━━━━━ DATA PROVIDED

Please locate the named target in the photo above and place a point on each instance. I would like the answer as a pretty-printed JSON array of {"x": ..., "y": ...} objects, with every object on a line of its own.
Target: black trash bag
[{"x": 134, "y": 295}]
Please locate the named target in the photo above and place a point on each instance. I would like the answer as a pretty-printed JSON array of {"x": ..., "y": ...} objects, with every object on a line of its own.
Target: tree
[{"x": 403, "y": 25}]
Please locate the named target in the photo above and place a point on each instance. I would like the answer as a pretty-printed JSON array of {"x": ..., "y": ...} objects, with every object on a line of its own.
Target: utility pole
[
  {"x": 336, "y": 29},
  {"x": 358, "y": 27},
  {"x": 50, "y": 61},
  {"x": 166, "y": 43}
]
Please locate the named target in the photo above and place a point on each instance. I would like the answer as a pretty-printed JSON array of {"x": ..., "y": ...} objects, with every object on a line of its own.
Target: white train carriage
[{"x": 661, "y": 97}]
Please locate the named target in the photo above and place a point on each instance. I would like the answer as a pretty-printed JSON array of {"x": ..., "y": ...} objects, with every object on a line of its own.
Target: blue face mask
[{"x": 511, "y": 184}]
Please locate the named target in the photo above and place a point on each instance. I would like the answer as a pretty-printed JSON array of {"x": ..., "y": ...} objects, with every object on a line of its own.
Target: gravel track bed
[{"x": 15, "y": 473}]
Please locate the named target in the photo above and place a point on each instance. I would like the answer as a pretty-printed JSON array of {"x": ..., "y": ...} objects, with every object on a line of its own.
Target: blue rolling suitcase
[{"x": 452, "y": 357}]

━━━━━━━━━━

EXERCISE PROMPT :: Quote each line of the data above exactly as written.

THE SOLUTION ::
Please locate the named target in the photo above and place a point on each instance. I would like the answer as a pretty-printed JSON array of {"x": ..., "y": ...} objects, with every object on a line of its own.
Target: black trash bag
[{"x": 134, "y": 295}]
Please locate the named target in the photo above and place a point on each instance. I would like the answer as a pretty-printed JSON array of {"x": ..., "y": ...} objects, with every object on a line of its own.
Target: tree
[{"x": 403, "y": 25}]
Please locate the named target in the photo above and place a point on each instance. I would like the answer as a pretty-printed JSON array of {"x": ..., "y": ...} objects, with every object on a line of its own.
Target: utility pole
[
  {"x": 336, "y": 29},
  {"x": 358, "y": 27},
  {"x": 50, "y": 61},
  {"x": 166, "y": 43}
]
Please locate the named target in the photo above and place a point on each instance. I would like the answer as a pretty-printed JSON array of {"x": ..., "y": ...} objects, with every object on a line of its own.
Target: white train carriage
[{"x": 661, "y": 97}]
Please locate the named target in the photo above and place a point on each instance. I would like the answer as a pretty-printed JSON array of {"x": ..., "y": ...} objects, with every object on a line of its own.
Target: blue face mask
[{"x": 511, "y": 184}]
Please locate the named target in the photo above and place a point on each instance. I would like the answer as a pretty-printed JSON array of {"x": ..., "y": ...} objects, with every object on a line of its own.
Target: gravel track bed
[{"x": 15, "y": 473}]
Please locate the named target in the photo above and place a point on each instance. I would like the answer as a pretty-printed JSON array of {"x": ..., "y": ...} objects, with every object on a line of its own.
Target: blue rolling suitcase
[{"x": 452, "y": 357}]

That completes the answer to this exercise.